- _Problem_
For each statement below, say whether it agrees with the article about NPR's Snapchat account, and quote the words in it that decide. 1. NPR's Snapchat story shows two interns at a parade held before the White House welcome ceremony for Pope Francis. 2. A user story on Snapchat can be watched only once before it disappears. 3. NPR has to wait for Snapchat to designate a live story before it can cover an event.
-- Reading text follows --
If you follow NPR on Twitter you may have been seeing yellow this morning, and not just because it’s the first day of fall. NPR’s traditional red/black/blue avatar has been replaced by the Snapchat ghost with the familiar logo nestled in the center, and you can now add @NPRnews as a friend on Snapchat to follow their story as they post clips of Pope Francis’s visit to Washington, D.C.
Amidst the stream of breakfast and cat snaps, two NPR interns appear on your “Stories” page. They’re at the parade preceding the official welcome ceremony for Pope Francis at the White House. The story is about two minutes of videos featuring people lining the streets, kids patiently playing games as they wait, and short clips of journalists interviewing bystanders.
The approach of creating a profile for a major news outlet that users must “friend” to follow marks a major shift in autonomy for social media marketing. Instead of waiting for Snapchat to designate a live story that automatically appears in every user’s feed, NPR can decide which events to cover and populate the account with content from an intimate, behind the scenes perspective. User stories are only visible for 24 hours, but you can watch it as many times as you’d like before it’s gone.
You can follow the rest of Pope Francis’s visit to the capital by using the hashtag #PopeInDC and after today, #PopeinUS.
-- Reading text concluded --
-- Raw data follows --
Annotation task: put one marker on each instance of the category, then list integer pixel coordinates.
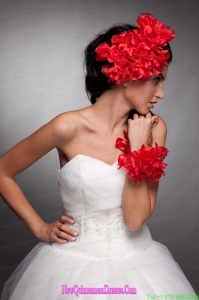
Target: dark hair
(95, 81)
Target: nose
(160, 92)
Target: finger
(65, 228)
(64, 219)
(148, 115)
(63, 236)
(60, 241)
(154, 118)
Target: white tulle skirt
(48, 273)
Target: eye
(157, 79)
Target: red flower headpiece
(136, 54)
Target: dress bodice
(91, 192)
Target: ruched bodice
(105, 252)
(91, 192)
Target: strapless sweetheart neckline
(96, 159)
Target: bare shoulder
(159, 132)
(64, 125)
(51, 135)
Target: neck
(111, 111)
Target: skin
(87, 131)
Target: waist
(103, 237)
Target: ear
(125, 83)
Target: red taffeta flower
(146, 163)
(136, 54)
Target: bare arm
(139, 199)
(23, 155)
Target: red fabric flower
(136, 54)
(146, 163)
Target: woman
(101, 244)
-- Raw data concluded --
-- Raw data follows --
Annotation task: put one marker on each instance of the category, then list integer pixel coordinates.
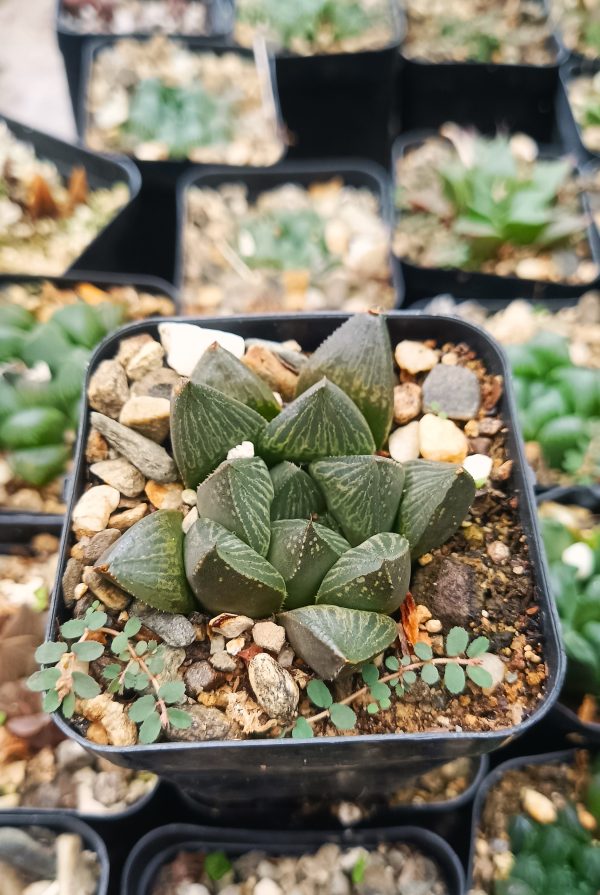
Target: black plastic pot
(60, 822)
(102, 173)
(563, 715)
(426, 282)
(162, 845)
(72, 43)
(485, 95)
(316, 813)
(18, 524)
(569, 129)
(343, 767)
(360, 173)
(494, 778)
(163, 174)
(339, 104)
-- Raw data concluded --
- _Output of the task_
1. Yes: "two NPR interns appear on your “Stories” page. They’re at the parade preceding the official welcome ceremony for Pope Francis at the White House."
2. No: "you can watch it as many times as you’d like before it’s gone."
3. No: "Instead of waiting for Snapchat to designate a live story that automatically appears in every user’s feed, NPR can decide which events to cover"